*The task*. Pick out every line in the material below that contains the word "table", and copy each such line in full.

*Data for this task*.
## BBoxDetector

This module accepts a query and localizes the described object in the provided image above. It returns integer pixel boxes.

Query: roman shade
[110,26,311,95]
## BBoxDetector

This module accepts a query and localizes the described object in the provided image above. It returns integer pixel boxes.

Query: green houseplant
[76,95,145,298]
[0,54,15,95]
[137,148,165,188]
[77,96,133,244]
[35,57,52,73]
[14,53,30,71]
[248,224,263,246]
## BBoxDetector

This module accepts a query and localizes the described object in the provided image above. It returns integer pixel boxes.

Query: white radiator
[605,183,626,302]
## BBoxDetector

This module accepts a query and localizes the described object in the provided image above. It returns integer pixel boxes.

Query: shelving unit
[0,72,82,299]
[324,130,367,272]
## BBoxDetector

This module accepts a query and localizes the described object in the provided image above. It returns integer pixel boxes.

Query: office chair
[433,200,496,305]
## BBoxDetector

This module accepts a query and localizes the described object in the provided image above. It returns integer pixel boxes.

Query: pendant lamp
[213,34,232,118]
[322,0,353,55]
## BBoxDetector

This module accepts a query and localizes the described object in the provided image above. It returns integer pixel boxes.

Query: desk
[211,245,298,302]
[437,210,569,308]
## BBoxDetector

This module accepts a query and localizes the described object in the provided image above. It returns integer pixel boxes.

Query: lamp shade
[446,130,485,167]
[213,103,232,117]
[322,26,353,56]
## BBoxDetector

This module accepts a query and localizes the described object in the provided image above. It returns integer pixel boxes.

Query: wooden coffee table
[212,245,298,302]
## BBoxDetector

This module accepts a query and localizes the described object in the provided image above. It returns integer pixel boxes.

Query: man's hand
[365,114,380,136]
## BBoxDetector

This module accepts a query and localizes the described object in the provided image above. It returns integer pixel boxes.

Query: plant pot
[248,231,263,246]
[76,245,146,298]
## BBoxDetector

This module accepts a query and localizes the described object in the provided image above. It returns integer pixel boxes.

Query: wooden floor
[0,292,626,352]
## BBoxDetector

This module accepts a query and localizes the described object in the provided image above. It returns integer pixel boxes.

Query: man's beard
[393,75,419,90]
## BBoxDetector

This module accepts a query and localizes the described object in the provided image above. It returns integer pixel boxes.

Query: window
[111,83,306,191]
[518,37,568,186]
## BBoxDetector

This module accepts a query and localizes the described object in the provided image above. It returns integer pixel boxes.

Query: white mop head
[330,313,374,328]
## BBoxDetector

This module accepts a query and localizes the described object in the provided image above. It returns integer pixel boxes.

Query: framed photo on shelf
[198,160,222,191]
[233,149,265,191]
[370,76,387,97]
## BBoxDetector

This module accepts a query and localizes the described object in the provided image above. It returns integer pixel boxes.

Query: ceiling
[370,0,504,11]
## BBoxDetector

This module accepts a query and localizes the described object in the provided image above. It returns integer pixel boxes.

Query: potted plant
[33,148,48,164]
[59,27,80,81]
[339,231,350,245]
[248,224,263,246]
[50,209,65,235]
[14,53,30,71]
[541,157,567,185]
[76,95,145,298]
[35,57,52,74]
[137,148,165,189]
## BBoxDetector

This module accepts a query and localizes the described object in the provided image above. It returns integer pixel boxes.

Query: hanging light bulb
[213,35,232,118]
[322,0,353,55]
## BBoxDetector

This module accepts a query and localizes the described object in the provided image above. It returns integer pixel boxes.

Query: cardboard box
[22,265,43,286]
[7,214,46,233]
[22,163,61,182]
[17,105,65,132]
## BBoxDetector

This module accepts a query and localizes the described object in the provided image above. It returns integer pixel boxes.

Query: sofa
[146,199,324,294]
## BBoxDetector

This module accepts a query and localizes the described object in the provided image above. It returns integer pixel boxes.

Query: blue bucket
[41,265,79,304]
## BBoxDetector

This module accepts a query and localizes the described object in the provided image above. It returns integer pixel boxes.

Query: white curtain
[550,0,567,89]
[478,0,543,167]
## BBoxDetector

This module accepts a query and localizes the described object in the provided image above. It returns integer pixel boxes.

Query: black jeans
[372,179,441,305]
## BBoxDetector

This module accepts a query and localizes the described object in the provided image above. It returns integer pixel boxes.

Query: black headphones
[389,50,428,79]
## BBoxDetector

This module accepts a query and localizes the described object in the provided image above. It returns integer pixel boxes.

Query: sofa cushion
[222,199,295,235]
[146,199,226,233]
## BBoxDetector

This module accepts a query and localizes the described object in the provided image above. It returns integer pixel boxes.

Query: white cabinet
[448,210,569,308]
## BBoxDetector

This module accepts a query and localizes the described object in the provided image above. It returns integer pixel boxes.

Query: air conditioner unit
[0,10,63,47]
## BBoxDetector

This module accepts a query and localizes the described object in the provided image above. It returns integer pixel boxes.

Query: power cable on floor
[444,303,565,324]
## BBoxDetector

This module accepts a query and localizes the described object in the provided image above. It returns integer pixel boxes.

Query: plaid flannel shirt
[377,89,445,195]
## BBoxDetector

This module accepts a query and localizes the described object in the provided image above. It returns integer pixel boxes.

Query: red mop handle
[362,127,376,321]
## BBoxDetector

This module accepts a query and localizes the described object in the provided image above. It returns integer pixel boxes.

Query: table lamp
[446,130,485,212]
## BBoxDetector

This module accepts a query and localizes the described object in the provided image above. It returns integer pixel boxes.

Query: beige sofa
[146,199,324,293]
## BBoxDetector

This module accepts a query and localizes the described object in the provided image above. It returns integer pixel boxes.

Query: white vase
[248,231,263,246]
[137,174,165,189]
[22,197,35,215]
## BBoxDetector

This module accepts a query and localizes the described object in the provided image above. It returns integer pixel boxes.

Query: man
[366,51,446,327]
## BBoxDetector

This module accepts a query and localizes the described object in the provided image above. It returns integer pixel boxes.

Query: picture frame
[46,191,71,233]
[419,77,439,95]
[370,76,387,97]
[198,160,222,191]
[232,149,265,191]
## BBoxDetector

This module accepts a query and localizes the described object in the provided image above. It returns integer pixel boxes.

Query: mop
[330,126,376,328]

*Reply to the task*.
Query: wooden coffee table
Query: table lamp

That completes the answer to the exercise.